§ **Given exercise A**:
Could you reproduce, word for word, everything in the listing from the line containing "like [595, 311]." down to the listing's final line?

§ **Selected extract**:
Notes on Helen Phillips’s Some Possible Solutions

phillips-some-possibleThere is a strange quiet to the stories in this collection. They wade through an environmentally devastated dystopian future and give off whispered warnings rather than roaring doom. They are uncomfortable, uneasy, but in a way that emulates the fairy tale, chock full of timeless mythic secrets, shrouded in mystery.

This collection of stories follows a fantastic (in all senses of the word) novel The Beautiful Bureaucrat and it feels very thematically and stylistically linked.

The genius of Phillips is the way she constructs a premise and sees it through. You never really seize the meaning until the end of the piece and even then you will doubt whatever it is you think you have understood. We never really distinguish what is metaphor and what is plot. (All are both, but let’s leave it at that…) To each strange circumstance there is in the background a kind of hanging “It’s as if…” that we hope we will see realized when we reach the end of the story. No, it’s not a story about bearing and raising extraterrestrial children, the story is about a woman who feels “as if” she has born alien children. It is not a story about young girls disappearing into thin air but only about a world that feels “as if” young girls are disappearing into thin air. The whole collection is haunted by this ghost simile, moaning like or as…

In this way, the stories are both powerful thought experiments and emotional experiences.

§ **Given exercise B**:
Will you write out the notes on Some Possible Solutions in full, word for word?

§ **Point annotation records**:
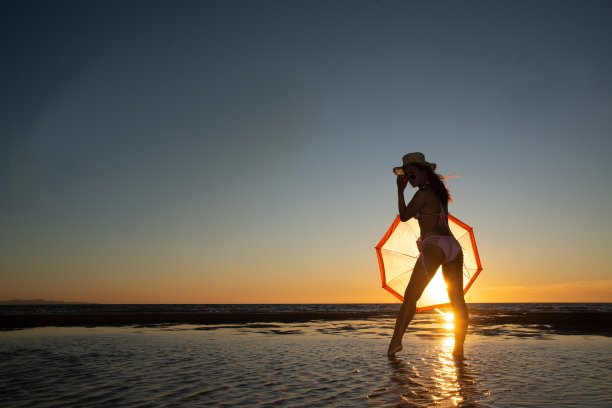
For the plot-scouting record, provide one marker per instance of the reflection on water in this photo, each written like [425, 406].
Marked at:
[436, 378]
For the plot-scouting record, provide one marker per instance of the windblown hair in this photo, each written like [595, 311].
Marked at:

§ **Correct response A**:
For the plot-scouting record, provide one marker per instance of the windblown hair in this photo, each written like [595, 311].
Marked at:

§ **Correct response B**:
Notes on Helen Phillips’s Some Possible Solutions

phillips-some-possibleThere is a strange quiet to the stories in this collection. They wade through an environmentally devastated dystopian future and give off whispered warnings rather than roaring doom. They are uncomfortable, uneasy, but in a way that emulates the fairy tale, chock full of timeless mythic secrets, shrouded in mystery.

This collection of stories follows a fantastic (in all senses of the word) novel The Beautiful Bureaucrat and it feels very thematically and stylistically linked.

The genius of Phillips is the way she constructs a premise and sees it through. You never really seize the meaning until the end of the piece and even then you will doubt whatever it is you think you have understood. We never really distinguish what is metaphor and what is plot. (All are both, but let’s leave it at that…) To each strange circumstance there is in the background a kind of hanging “It’s as if…” that we hope we will see realized when we reach the end of the story. No, it’s not a story about bearing and raising extraterrestrial children, the story is about a woman who feels “as if” she has born alien children. It is not a story about young girls disappearing into thin air but only about a world that feels “as if” young girls are disappearing into thin air. The whole collection is haunted by this ghost simile, moaning like or as…

In this way, the stories are both powerful thought experiments and emotional experiences.